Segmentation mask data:
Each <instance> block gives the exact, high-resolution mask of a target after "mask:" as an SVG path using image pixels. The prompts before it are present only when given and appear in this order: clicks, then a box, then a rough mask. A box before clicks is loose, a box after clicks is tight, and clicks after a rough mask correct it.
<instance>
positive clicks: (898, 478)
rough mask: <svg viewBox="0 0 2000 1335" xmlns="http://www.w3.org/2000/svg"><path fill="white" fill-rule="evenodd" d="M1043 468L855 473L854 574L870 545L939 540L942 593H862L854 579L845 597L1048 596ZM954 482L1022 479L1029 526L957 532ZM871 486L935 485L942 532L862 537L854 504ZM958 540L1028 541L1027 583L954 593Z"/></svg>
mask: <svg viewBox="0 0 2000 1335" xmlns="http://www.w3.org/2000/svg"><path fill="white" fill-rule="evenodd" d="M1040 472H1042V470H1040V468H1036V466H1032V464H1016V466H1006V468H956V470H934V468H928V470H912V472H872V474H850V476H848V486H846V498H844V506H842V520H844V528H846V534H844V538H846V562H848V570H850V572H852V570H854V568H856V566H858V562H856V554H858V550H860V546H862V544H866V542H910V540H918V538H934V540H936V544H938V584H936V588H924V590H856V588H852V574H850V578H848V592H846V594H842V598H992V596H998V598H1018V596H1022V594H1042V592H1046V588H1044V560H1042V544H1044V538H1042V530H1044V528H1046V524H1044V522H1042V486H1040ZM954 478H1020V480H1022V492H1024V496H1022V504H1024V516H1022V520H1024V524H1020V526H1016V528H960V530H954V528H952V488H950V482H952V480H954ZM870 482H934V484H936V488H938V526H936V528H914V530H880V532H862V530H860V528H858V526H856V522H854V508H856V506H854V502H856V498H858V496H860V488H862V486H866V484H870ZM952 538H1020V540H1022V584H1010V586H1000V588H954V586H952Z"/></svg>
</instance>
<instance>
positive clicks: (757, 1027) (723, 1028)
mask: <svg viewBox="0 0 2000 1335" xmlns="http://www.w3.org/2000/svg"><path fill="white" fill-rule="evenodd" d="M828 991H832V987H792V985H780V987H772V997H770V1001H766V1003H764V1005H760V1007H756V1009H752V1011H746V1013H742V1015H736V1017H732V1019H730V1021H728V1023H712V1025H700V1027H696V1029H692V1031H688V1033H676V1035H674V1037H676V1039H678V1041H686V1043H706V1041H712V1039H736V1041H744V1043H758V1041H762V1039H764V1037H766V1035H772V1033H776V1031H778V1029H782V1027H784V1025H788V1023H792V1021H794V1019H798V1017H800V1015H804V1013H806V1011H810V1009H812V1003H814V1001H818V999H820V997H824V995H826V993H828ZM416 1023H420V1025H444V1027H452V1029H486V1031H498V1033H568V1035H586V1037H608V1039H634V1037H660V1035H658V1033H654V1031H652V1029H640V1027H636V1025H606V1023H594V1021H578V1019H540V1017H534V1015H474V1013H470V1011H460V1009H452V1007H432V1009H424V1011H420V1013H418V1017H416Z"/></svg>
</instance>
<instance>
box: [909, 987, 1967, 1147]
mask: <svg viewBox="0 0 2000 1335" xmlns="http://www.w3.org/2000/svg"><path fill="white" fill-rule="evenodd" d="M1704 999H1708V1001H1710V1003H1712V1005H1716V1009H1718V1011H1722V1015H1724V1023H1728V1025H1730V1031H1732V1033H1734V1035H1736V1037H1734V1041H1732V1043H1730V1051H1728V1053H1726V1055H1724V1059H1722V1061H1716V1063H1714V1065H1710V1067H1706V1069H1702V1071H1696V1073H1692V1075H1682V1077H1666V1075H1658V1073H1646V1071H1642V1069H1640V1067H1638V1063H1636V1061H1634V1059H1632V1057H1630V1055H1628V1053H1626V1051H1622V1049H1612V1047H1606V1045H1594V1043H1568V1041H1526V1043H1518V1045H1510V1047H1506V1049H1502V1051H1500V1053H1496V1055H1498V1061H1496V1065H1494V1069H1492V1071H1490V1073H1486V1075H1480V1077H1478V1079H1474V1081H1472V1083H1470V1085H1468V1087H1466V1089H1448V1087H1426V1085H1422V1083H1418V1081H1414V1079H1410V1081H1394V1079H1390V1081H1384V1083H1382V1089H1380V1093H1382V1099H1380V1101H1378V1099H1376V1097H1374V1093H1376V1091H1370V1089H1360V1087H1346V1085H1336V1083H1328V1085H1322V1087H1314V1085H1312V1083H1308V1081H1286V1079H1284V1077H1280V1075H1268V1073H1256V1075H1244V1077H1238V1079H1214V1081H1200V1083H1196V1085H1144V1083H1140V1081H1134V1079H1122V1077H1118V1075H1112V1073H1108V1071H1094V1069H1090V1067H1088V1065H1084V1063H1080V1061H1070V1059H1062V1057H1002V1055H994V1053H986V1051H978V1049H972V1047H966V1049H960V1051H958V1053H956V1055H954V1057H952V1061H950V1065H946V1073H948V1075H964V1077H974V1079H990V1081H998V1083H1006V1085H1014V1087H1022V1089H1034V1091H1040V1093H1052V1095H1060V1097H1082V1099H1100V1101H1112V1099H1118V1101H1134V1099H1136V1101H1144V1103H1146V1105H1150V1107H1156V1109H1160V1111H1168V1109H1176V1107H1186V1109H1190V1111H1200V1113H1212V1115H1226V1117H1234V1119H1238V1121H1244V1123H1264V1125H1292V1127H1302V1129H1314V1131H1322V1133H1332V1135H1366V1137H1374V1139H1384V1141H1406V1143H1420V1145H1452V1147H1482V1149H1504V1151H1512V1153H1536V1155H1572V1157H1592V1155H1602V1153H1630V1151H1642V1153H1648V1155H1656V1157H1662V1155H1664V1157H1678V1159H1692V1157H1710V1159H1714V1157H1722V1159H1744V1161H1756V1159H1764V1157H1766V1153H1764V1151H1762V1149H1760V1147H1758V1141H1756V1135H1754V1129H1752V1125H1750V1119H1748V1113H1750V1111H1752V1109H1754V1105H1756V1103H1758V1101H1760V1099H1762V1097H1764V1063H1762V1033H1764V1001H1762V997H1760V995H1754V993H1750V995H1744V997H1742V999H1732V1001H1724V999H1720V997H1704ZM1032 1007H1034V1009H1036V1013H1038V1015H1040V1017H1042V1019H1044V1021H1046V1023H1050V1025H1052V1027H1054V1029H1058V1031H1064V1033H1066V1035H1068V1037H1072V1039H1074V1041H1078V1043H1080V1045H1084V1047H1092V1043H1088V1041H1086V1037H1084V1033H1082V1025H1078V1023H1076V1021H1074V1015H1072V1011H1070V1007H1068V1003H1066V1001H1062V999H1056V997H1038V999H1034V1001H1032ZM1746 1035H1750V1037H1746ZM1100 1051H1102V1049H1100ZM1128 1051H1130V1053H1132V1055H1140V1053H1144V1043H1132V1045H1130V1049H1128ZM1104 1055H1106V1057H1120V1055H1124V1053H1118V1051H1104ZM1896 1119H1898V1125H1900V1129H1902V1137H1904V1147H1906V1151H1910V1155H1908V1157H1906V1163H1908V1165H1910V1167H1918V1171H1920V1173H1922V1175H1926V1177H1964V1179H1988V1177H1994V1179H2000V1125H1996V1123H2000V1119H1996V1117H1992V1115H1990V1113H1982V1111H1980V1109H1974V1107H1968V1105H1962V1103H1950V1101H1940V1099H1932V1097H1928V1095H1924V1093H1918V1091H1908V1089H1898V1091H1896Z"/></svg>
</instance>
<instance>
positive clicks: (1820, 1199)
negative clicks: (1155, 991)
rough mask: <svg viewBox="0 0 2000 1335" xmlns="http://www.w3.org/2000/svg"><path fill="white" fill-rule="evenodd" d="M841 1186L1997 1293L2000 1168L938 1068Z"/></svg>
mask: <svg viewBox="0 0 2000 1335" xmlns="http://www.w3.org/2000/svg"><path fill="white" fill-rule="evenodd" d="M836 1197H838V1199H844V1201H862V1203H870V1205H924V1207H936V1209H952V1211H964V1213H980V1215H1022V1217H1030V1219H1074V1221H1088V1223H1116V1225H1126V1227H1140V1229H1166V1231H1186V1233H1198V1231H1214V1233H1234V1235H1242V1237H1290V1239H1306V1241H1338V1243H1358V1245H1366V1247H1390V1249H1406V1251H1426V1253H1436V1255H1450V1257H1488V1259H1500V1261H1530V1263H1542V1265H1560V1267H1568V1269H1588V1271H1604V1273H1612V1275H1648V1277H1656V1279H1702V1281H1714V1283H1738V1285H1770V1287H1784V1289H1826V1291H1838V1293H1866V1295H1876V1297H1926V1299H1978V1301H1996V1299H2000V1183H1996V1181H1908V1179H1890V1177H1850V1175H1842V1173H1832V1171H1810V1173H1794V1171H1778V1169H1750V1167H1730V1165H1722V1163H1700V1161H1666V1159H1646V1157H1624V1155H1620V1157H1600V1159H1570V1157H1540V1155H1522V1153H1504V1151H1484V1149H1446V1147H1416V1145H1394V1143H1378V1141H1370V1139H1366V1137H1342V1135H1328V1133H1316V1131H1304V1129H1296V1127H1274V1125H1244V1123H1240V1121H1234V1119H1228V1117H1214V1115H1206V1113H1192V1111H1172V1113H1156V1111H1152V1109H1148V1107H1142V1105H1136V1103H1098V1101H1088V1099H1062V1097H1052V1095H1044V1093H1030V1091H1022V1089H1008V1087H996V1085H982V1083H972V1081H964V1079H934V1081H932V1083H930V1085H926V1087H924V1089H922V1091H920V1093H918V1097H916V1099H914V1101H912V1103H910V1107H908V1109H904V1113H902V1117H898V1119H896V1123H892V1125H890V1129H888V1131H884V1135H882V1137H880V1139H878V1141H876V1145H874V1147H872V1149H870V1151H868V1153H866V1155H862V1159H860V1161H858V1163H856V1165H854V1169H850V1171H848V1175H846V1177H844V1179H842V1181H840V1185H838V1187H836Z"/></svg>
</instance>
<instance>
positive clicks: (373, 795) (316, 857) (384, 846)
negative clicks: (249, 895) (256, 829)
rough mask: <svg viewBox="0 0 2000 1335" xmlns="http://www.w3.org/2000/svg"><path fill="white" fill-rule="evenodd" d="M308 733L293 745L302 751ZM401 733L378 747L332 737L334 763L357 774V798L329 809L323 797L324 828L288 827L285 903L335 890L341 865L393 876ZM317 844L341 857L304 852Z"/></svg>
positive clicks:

» WORK TO BE COMPLETED:
Scan the entries above and return each line that holds "negative".

» OUTPUT FOR THIS EXERCISE:
negative clicks: (1155, 991)
negative clicks: (249, 895) (256, 829)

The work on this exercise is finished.